→ WORK INSTRUCTION
When the line containing "For every <instance>" appears in the entries below, begin printing there and stop after the line containing "negative clicks: (541, 207) (503, 180)"; print each of those lines exactly and no other line.

========

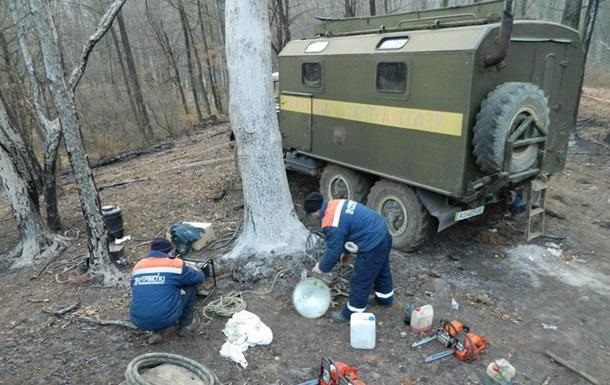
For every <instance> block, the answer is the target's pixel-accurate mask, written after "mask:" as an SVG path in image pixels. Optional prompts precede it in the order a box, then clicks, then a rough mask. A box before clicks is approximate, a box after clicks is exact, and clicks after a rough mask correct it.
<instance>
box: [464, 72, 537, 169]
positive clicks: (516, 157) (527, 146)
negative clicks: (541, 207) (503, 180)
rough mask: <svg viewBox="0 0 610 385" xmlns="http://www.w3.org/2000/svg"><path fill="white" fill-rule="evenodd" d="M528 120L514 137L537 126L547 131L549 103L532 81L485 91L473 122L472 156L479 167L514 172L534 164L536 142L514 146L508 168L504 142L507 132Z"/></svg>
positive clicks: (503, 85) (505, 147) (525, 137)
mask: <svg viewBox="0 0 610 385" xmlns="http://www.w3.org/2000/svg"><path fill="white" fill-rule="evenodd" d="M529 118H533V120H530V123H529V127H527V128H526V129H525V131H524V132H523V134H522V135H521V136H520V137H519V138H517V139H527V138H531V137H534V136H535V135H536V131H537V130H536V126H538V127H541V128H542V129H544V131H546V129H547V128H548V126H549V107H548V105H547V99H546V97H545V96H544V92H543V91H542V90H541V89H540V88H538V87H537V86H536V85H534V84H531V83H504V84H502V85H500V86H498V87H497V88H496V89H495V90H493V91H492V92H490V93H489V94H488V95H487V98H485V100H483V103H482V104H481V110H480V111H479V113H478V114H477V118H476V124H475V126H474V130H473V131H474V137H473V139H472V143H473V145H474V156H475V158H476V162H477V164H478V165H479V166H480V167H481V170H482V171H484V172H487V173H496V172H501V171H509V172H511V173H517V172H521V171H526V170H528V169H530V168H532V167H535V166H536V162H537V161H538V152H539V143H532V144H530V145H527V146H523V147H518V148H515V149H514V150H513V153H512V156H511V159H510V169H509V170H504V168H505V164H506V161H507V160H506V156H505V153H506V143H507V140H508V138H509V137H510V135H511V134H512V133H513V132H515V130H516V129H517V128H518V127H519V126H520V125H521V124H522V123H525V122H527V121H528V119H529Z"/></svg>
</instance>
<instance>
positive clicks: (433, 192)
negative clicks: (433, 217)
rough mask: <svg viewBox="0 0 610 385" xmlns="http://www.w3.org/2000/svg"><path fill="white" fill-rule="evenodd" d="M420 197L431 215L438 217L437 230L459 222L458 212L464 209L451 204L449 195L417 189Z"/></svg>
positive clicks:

========

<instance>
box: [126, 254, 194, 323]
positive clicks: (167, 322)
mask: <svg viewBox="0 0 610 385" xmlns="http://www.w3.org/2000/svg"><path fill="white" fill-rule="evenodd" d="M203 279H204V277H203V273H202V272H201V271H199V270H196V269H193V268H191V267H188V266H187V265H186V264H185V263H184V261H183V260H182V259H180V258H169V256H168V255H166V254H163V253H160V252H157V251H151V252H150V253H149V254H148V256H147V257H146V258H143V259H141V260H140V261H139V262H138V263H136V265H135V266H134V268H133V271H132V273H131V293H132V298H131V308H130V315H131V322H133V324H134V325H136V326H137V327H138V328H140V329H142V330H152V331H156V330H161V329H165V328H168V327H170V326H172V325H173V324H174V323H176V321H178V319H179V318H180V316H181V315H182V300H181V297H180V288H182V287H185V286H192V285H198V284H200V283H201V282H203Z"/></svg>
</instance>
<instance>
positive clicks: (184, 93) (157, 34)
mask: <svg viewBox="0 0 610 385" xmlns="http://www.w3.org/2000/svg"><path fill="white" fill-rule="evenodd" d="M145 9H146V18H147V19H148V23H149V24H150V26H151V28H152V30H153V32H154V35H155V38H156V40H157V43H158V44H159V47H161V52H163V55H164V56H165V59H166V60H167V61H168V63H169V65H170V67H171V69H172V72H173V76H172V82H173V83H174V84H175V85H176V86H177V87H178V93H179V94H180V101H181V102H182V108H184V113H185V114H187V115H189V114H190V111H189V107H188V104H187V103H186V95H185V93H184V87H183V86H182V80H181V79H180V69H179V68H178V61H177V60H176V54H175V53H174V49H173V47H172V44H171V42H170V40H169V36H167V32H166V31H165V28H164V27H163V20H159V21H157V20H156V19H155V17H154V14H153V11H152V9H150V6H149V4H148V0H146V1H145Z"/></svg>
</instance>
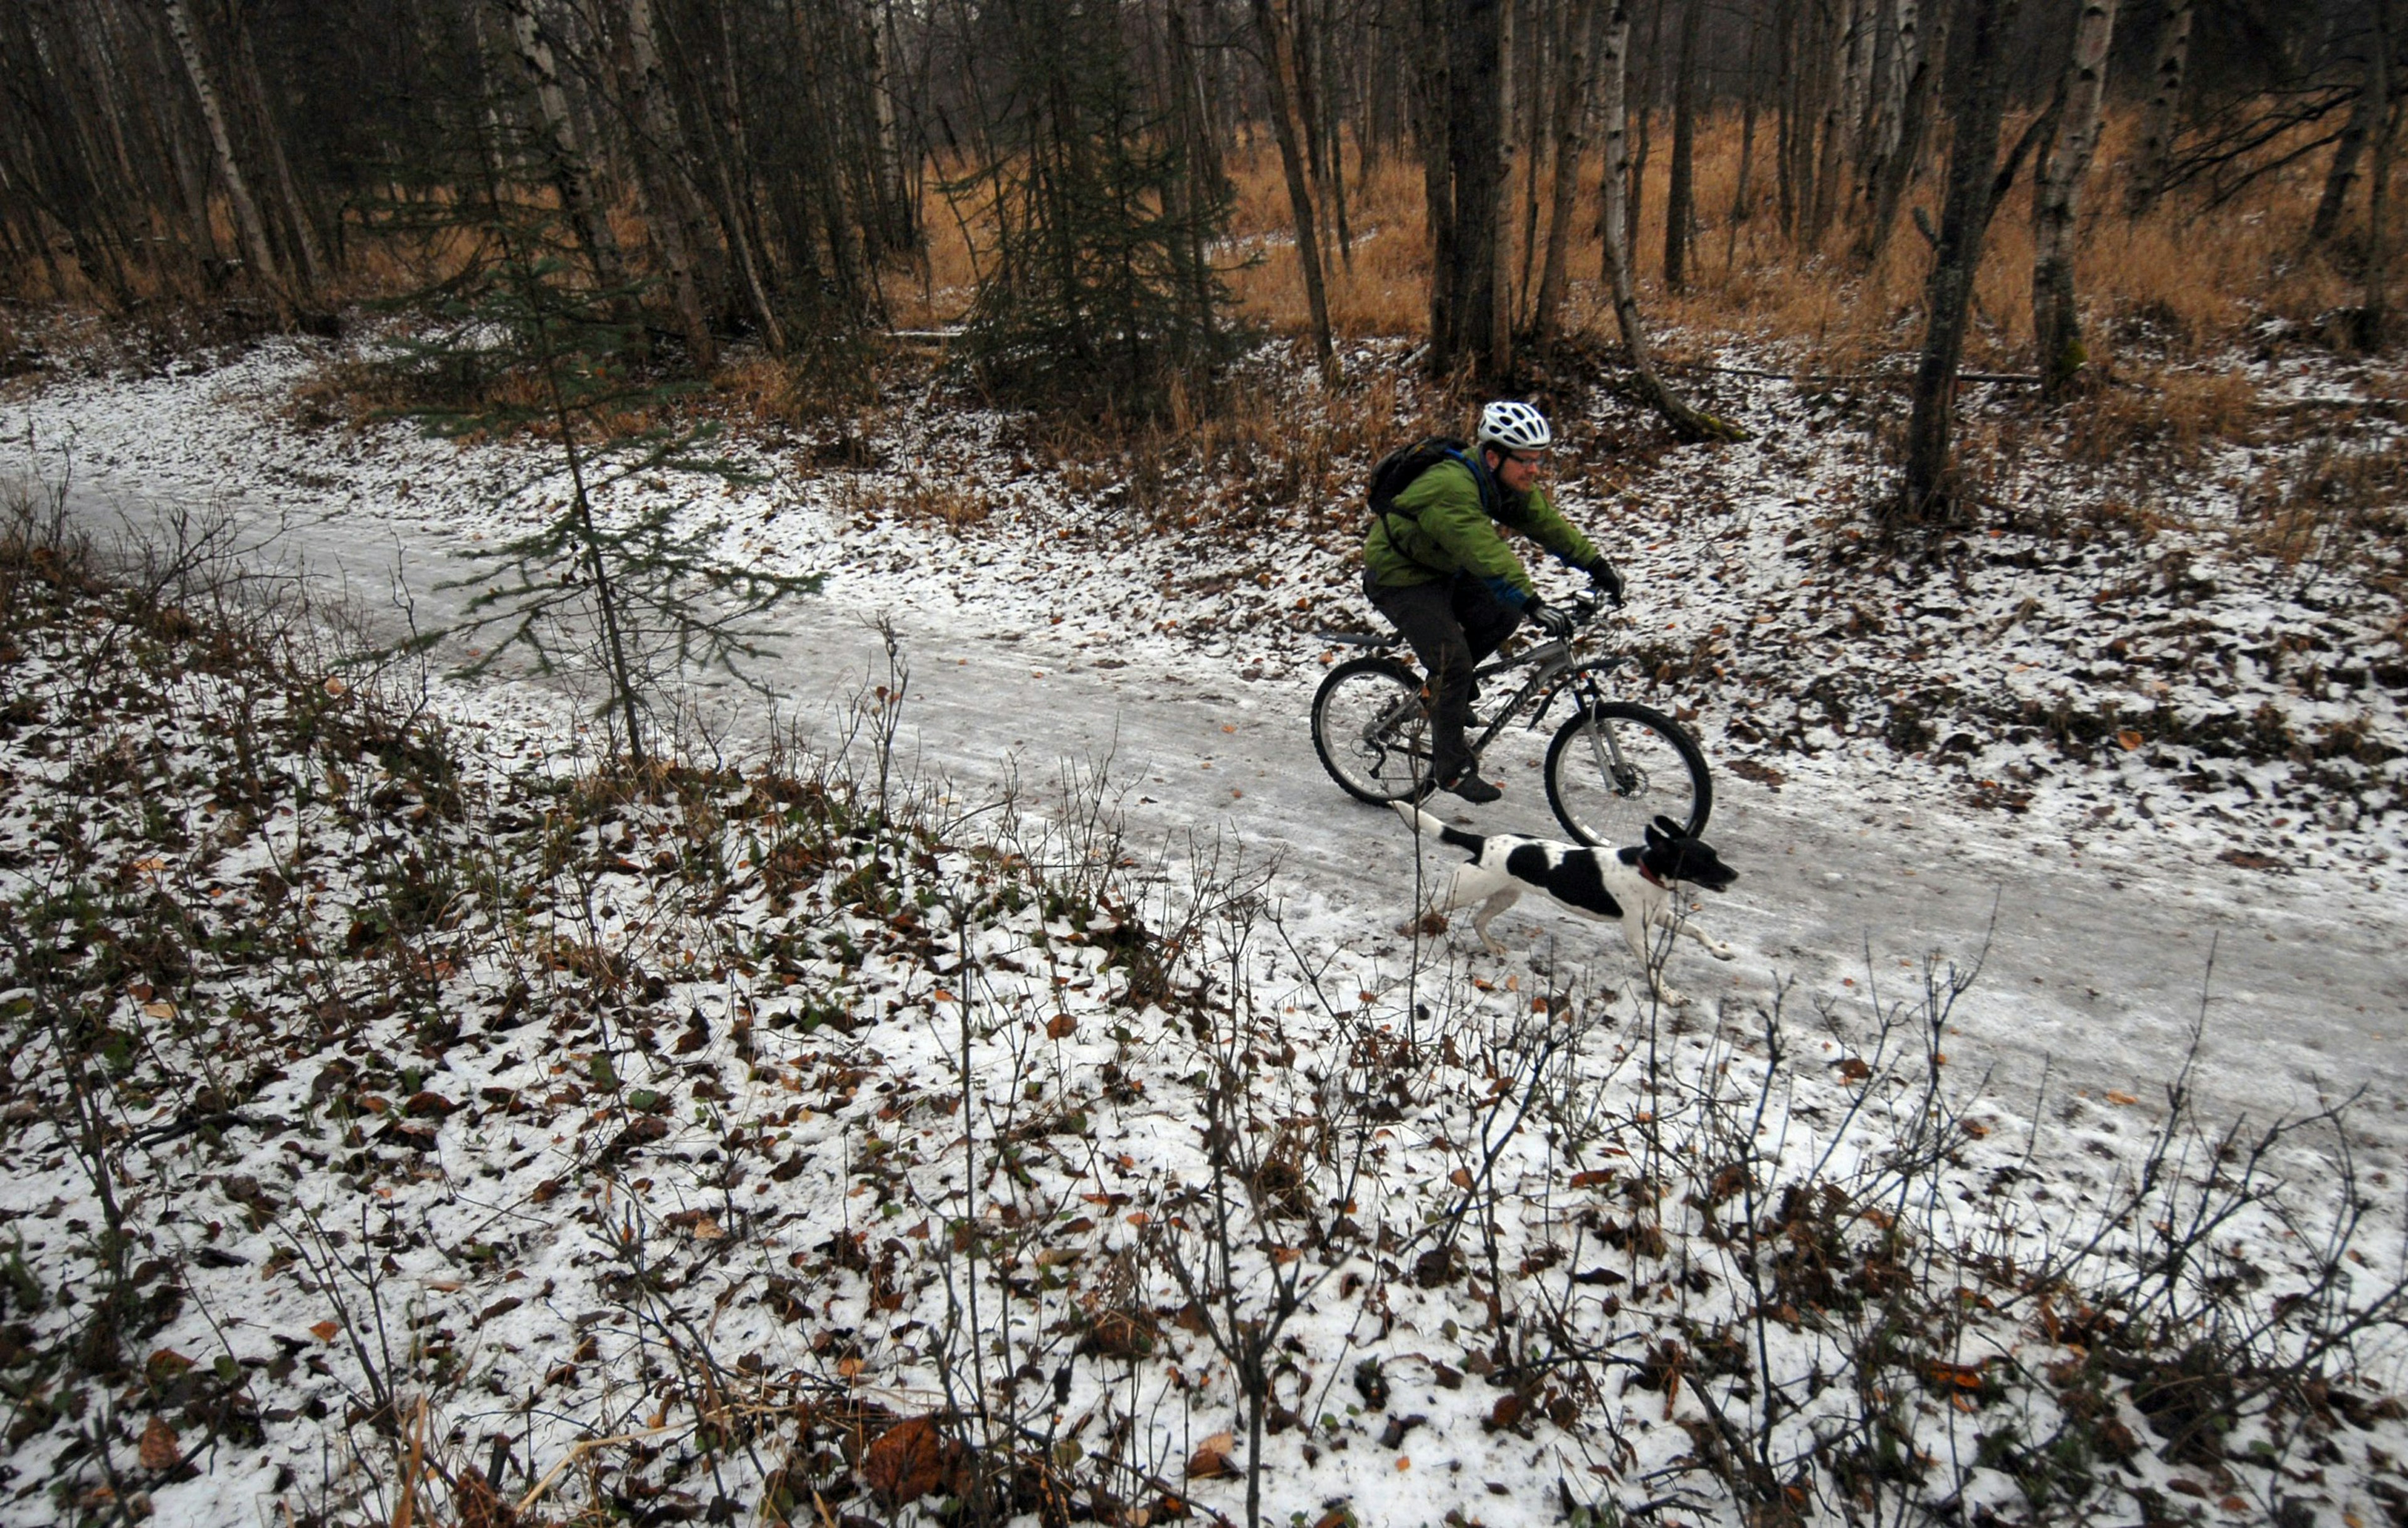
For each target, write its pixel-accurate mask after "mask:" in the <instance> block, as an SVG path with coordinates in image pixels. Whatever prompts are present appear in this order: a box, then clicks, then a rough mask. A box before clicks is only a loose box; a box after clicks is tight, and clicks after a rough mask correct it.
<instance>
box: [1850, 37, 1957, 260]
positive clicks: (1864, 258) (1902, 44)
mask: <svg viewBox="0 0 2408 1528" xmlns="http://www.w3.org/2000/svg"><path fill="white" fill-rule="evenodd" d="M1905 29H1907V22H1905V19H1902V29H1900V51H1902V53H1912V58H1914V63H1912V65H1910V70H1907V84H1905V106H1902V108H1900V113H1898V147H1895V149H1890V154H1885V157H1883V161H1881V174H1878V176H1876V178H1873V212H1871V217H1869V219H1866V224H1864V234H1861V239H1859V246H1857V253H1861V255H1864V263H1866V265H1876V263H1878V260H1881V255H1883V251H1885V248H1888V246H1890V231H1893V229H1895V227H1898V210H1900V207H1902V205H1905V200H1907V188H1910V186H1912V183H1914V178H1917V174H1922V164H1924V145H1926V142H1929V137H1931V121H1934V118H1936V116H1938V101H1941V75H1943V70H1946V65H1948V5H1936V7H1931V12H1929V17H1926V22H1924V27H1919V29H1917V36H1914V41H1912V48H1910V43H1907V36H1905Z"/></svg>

========

→ TASK RESPONSE
For every <instance> block, the answer is the target's pixel-accurate mask, written after "mask:" as an SVG path in image pixels. Optional prompts precede it in the order a box, then clicks, then a rough mask. A box before clicks is approximate, a box after clicks is exact, and clicks after a rough mask correct it.
<instance>
box: [464, 72, 537, 169]
positive clicks: (516, 157) (527, 146)
negative clicks: (541, 207) (503, 180)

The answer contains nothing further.